Instructions for the task: Print all of the data below without changing anything.
********************
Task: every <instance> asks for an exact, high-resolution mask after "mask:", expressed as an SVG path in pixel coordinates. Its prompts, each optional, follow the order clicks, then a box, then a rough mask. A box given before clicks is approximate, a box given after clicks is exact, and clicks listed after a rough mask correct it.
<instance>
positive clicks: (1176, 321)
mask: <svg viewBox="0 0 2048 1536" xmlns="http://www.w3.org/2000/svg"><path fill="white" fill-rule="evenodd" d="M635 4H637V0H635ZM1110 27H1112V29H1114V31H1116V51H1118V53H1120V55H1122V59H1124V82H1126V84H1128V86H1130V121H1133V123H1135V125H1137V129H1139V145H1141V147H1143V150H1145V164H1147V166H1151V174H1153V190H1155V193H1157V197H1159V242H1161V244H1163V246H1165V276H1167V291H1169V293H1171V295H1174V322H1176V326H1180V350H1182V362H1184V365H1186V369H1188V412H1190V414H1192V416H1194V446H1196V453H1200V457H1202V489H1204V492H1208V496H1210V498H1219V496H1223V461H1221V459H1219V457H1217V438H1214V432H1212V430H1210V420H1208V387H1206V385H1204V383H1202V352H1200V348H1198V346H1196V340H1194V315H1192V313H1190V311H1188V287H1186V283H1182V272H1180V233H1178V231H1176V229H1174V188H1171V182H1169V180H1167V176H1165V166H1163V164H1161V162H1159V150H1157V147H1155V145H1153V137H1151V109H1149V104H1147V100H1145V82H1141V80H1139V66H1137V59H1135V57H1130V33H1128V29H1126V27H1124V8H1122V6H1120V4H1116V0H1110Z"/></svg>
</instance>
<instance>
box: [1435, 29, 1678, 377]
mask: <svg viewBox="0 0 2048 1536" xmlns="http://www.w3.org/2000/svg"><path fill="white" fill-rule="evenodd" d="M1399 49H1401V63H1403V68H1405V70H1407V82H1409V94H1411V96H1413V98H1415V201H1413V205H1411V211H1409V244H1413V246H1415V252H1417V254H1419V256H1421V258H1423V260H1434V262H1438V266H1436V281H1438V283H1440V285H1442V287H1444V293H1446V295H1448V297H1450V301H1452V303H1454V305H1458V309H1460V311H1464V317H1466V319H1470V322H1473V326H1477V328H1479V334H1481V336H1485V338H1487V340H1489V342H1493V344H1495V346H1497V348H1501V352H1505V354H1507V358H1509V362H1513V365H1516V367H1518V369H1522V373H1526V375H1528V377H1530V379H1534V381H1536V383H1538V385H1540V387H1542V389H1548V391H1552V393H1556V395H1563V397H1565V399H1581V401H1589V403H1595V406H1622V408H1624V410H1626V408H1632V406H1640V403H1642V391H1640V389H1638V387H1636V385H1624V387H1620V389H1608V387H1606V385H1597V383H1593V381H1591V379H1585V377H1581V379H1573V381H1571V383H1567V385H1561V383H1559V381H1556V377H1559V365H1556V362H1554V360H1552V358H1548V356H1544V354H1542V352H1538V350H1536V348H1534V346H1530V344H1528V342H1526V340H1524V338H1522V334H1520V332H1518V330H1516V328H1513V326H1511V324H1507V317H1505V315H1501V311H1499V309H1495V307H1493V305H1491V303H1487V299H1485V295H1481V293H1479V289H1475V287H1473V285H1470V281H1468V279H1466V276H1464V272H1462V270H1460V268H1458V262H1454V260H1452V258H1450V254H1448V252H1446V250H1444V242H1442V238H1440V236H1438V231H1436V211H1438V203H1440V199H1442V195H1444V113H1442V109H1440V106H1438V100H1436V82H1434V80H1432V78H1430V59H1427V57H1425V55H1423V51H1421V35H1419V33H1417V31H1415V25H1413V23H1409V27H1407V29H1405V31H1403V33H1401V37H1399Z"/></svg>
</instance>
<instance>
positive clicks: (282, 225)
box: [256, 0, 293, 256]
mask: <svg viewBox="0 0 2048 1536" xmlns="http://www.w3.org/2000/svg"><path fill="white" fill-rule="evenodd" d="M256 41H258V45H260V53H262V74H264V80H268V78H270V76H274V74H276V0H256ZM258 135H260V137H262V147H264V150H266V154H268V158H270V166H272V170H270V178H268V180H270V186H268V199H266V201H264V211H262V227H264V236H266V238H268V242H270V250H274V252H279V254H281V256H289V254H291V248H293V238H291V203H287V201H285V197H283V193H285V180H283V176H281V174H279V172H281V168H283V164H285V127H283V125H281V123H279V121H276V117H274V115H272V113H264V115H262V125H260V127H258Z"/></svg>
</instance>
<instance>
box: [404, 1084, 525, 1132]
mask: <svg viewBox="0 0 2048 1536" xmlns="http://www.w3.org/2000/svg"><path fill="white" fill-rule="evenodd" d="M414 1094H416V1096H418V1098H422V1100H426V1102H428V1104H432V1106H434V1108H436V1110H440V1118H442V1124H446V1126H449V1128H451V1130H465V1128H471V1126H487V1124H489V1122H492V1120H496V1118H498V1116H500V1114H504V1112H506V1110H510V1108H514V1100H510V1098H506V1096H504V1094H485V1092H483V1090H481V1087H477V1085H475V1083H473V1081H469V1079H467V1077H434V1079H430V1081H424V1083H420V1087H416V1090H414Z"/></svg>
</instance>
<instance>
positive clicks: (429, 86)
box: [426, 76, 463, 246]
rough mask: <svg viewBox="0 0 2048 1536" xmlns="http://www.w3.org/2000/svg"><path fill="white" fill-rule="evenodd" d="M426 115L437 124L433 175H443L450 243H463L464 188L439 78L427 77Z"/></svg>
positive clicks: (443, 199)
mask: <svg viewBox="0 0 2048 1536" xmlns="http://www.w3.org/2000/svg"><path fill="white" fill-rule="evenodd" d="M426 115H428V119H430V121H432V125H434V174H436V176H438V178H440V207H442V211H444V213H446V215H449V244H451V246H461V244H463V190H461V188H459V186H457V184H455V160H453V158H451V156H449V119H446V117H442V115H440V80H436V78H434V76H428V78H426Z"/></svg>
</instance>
********************
Reply:
Task: every <instance> asks for an exact, high-resolution mask after "mask:", expressed as an SVG path in pixel coordinates. Its prompts, each optional, follow the order clicks, then a box, then a rough mask. A box given before clicks is approximate, a box given after clicks is exact, and clicks listed after a rough mask correct it.
<instance>
positive clicks: (1176, 321)
mask: <svg viewBox="0 0 2048 1536" xmlns="http://www.w3.org/2000/svg"><path fill="white" fill-rule="evenodd" d="M635 4H637V0H635ZM1110 27H1112V29H1114V31H1116V51H1118V53H1120V55H1122V59H1124V82H1126V84H1128V86H1130V121H1133V123H1135V125H1137V129H1139V145H1141V147H1143V150H1145V164H1147V166H1151V174H1153V190H1155V193H1157V197H1159V242H1161V244H1163V246H1165V276H1167V291H1169V293H1171V295H1174V322H1176V326H1180V350H1182V362H1184V365H1186V369H1188V412H1190V414H1192V416H1194V446H1196V453H1200V457H1202V489H1204V492H1208V496H1210V498H1219V496H1223V461H1221V459H1219V457H1217V438H1214V432H1212V430H1210V420H1208V387H1206V385H1204V383H1202V352H1200V348H1198V346H1196V340H1194V315H1192V313H1190V311H1188V287H1186V283H1182V272H1180V233H1178V231H1176V229H1174V188H1171V182H1169V180H1167V176H1165V166H1163V164H1161V162H1159V150H1157V147H1155V145H1153V137H1151V109H1149V104H1147V100H1145V82H1141V80H1139V66H1137V59H1135V57H1130V33H1128V29H1126V27H1124V8H1122V6H1120V4H1116V0H1110Z"/></svg>
</instance>
<instance>
box: [1435, 29, 1678, 377]
mask: <svg viewBox="0 0 2048 1536" xmlns="http://www.w3.org/2000/svg"><path fill="white" fill-rule="evenodd" d="M1399 49H1401V63H1403V68H1405V70H1407V82H1409V94H1411V96H1413V98H1415V201H1413V205H1411V211H1409V244H1413V246H1415V252H1417V254H1419V256H1421V258H1423V260H1434V262H1438V266H1436V281H1438V283H1440V285H1442V287H1444V293H1446V295H1448V297H1450V301H1452V303H1454V305H1458V309H1460V311H1464V317H1466V319H1470V322H1473V326H1477V328H1479V334H1481V336H1485V338H1487V340H1489V342H1493V344H1495V346H1497V348H1501V352H1505V354H1507V358H1509V362H1513V365H1516V367H1518V369H1522V373H1526V375H1528V377H1530V379H1534V381H1536V383H1538V385H1540V387H1542V389H1548V391H1552V393H1556V395H1563V397H1565V399H1581V401H1589V403H1595V406H1622V408H1624V410H1626V408H1632V406H1640V403H1642V391H1640V389H1638V387H1636V385H1624V387H1620V389H1608V387H1606V385H1597V383H1593V381H1591V379H1585V377H1581V379H1573V381H1571V383H1567V385H1561V383H1559V381H1556V377H1559V365H1556V362H1554V360H1552V358H1548V356H1544V354H1542V352H1538V350H1536V348H1534V346H1530V344H1528V342H1526V340H1524V338H1522V334H1520V332H1518V330H1516V328H1513V326H1511V324H1507V317H1505V315H1501V311H1499V309H1495V307H1493V305H1491V303H1487V299H1485V295H1481V293H1479V289H1475V287H1473V285H1470V281H1468V279H1466V276H1464V272H1462V270H1460V268H1458V262H1454V260H1452V258H1450V254H1448V252H1446V250H1444V242H1442V238H1440V236H1438V231H1436V211H1438V203H1440V199H1442V195H1444V113H1442V109H1440V106H1438V100H1436V82H1434V80H1432V78H1430V59H1427V57H1425V55H1423V51H1421V35H1419V33H1417V31H1415V25H1413V23H1409V27H1407V29H1405V31H1403V33H1401V37H1399Z"/></svg>
</instance>
<instance>
positive clicks: (282, 225)
box: [256, 0, 293, 256]
mask: <svg viewBox="0 0 2048 1536" xmlns="http://www.w3.org/2000/svg"><path fill="white" fill-rule="evenodd" d="M256 41H258V45H260V53H262V74H264V80H268V78H270V76H274V74H276V0H256ZM258 135H260V137H262V147H264V150H266V154H268V158H270V166H272V170H270V178H268V180H270V186H268V199H266V201H264V211H262V227H264V236H266V238H268V242H270V250H274V252H279V254H281V256H289V254H291V248H293V238H291V203H287V201H285V197H283V193H285V180H283V176H281V174H279V172H281V168H283V164H285V127H283V125H281V123H279V121H276V117H274V115H272V113H264V115H262V125H260V127H258Z"/></svg>
</instance>
<instance>
box: [404, 1084, 525, 1132]
mask: <svg viewBox="0 0 2048 1536" xmlns="http://www.w3.org/2000/svg"><path fill="white" fill-rule="evenodd" d="M414 1094H416V1096H418V1098H422V1100H426V1102H428V1104H432V1106H434V1108H436V1110H440V1118H442V1124H446V1126H449V1128H451V1130H465V1128H471V1126H487V1124H489V1122H492V1120H496V1118H498V1116H500V1114H504V1112H506V1110H510V1108H514V1100H510V1098H506V1096H504V1094H485V1092H483V1090H481V1087H477V1085H475V1083H473V1081H469V1079H467V1077H434V1079H430V1081H424V1083H420V1087H416V1090H414Z"/></svg>
</instance>
<instance>
positive clicks: (429, 86)
box: [426, 76, 463, 246]
rough mask: <svg viewBox="0 0 2048 1536" xmlns="http://www.w3.org/2000/svg"><path fill="white" fill-rule="evenodd" d="M426 115L437 124L433 175H443L450 243H463L464 188L439 78L427 77Z"/></svg>
positive clicks: (443, 199)
mask: <svg viewBox="0 0 2048 1536" xmlns="http://www.w3.org/2000/svg"><path fill="white" fill-rule="evenodd" d="M426 115H428V119H430V121H432V125H434V174H436V176H438V178H440V207H442V211H444V213H446V215H449V244H451V246H461V244H463V190H461V188H459V186H457V184H455V160H453V158H451V156H449V119H446V117H442V115H440V80H436V78H434V76H428V78H426Z"/></svg>
</instance>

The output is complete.